Dataset rows
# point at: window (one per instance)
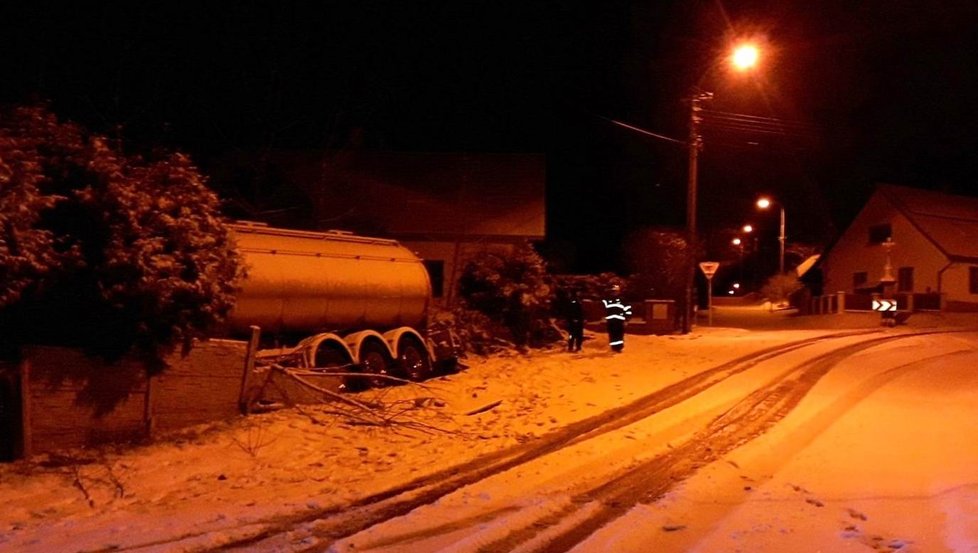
(436, 272)
(905, 279)
(879, 233)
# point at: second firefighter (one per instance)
(616, 313)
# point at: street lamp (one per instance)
(739, 244)
(744, 57)
(765, 203)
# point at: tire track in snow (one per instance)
(650, 480)
(328, 525)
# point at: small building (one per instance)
(929, 239)
(444, 206)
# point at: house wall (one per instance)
(71, 400)
(853, 252)
(955, 285)
(445, 251)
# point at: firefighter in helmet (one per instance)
(616, 313)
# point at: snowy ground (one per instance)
(886, 466)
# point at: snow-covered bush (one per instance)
(779, 288)
(104, 250)
(512, 290)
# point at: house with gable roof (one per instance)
(932, 249)
(445, 206)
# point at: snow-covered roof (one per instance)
(949, 221)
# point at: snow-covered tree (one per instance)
(104, 250)
(512, 289)
(658, 261)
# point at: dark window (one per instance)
(905, 279)
(436, 272)
(879, 233)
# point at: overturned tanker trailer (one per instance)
(360, 304)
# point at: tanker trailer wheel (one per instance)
(332, 356)
(414, 361)
(374, 360)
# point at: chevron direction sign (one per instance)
(884, 305)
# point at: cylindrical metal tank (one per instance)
(307, 282)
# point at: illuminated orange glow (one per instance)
(745, 56)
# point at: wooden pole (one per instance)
(27, 445)
(243, 403)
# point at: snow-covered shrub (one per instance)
(510, 289)
(104, 250)
(780, 287)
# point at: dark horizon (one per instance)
(884, 92)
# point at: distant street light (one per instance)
(765, 203)
(745, 59)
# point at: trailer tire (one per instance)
(330, 356)
(374, 360)
(413, 360)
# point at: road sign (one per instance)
(884, 305)
(709, 268)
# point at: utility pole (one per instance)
(695, 143)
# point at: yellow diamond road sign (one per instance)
(709, 267)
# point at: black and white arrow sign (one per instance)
(884, 305)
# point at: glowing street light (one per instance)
(764, 203)
(745, 57)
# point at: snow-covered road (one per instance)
(722, 440)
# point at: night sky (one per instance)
(847, 96)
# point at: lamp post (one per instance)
(765, 203)
(739, 244)
(743, 58)
(695, 143)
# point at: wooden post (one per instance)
(149, 408)
(249, 368)
(27, 447)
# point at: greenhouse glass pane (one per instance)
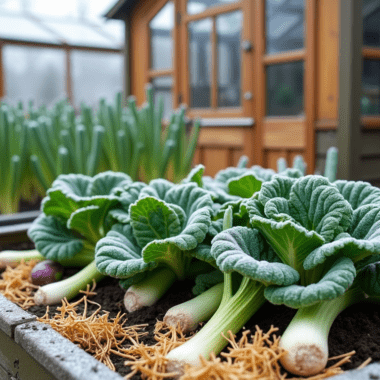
(96, 75)
(198, 6)
(285, 27)
(285, 89)
(162, 87)
(228, 29)
(370, 101)
(161, 41)
(200, 63)
(371, 23)
(36, 74)
(80, 34)
(17, 27)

Required task> Write out each line of the data exactly; the images should be left out.

Exercise output>
# point at: window (one per instance)
(436, 272)
(905, 279)
(879, 233)
# point at: second firefighter (one per instance)
(616, 313)
# point at: street lamp (one per instance)
(739, 244)
(744, 57)
(765, 203)
# point at: tire track in snow (one per instance)
(650, 480)
(328, 525)
# point at: small building (one per instance)
(929, 239)
(444, 206)
# point at: house wall (one per instance)
(71, 400)
(853, 252)
(955, 285)
(445, 251)
# point at: firefighter in helmet (one per instance)
(616, 313)
# point at: snowy ground (one per instance)
(886, 466)
# point at: snow-covered bush (one per instance)
(779, 288)
(104, 250)
(512, 290)
# point at: house with gable roof (one per instance)
(932, 249)
(445, 206)
# point at: snow-covered roof (one per instance)
(949, 221)
# point at: snow-covered tree (one per instance)
(104, 250)
(512, 289)
(658, 261)
# point at: dark window (one per instance)
(905, 279)
(436, 272)
(879, 233)
# point at: overturned tanker trailer (one per instance)
(360, 304)
# point at: tanker trailer wheel (one per instance)
(332, 356)
(414, 361)
(374, 360)
# point at: chevron direction sign (one per instance)
(884, 305)
# point at: cylindrical metal tank (one per instance)
(307, 282)
# point at: illuminated orange glow (one per instance)
(745, 56)
# point at: wooden pole (one per instance)
(27, 445)
(243, 403)
# point at: snow-covered shrub (one per instance)
(510, 289)
(104, 250)
(780, 287)
# point at: dark horizon (one per instance)
(884, 92)
# point at: distant street light (one per instance)
(765, 203)
(745, 59)
# point at: trailer tire (one per instance)
(330, 356)
(374, 360)
(413, 360)
# point at: road sign (one per instance)
(884, 305)
(709, 268)
# point at: utility pole (one per instance)
(695, 143)
# point at: yellow diamond road sign (one per instance)
(709, 267)
# point at: black and white arrow sign (one per instance)
(884, 305)
# point at: glowing street light (one per instance)
(764, 203)
(745, 57)
# point at: snow-covered road (one per instance)
(722, 440)
# point at: night sky (one per instance)
(847, 96)
# point at: lamp post (one per instance)
(765, 203)
(739, 244)
(743, 58)
(695, 143)
# point at: wooden post (one per instance)
(149, 408)
(249, 368)
(27, 447)
# point at: greenhouse glass pane (one per instance)
(96, 75)
(198, 6)
(285, 27)
(285, 89)
(162, 87)
(228, 29)
(370, 101)
(161, 41)
(200, 63)
(371, 23)
(36, 74)
(80, 34)
(17, 27)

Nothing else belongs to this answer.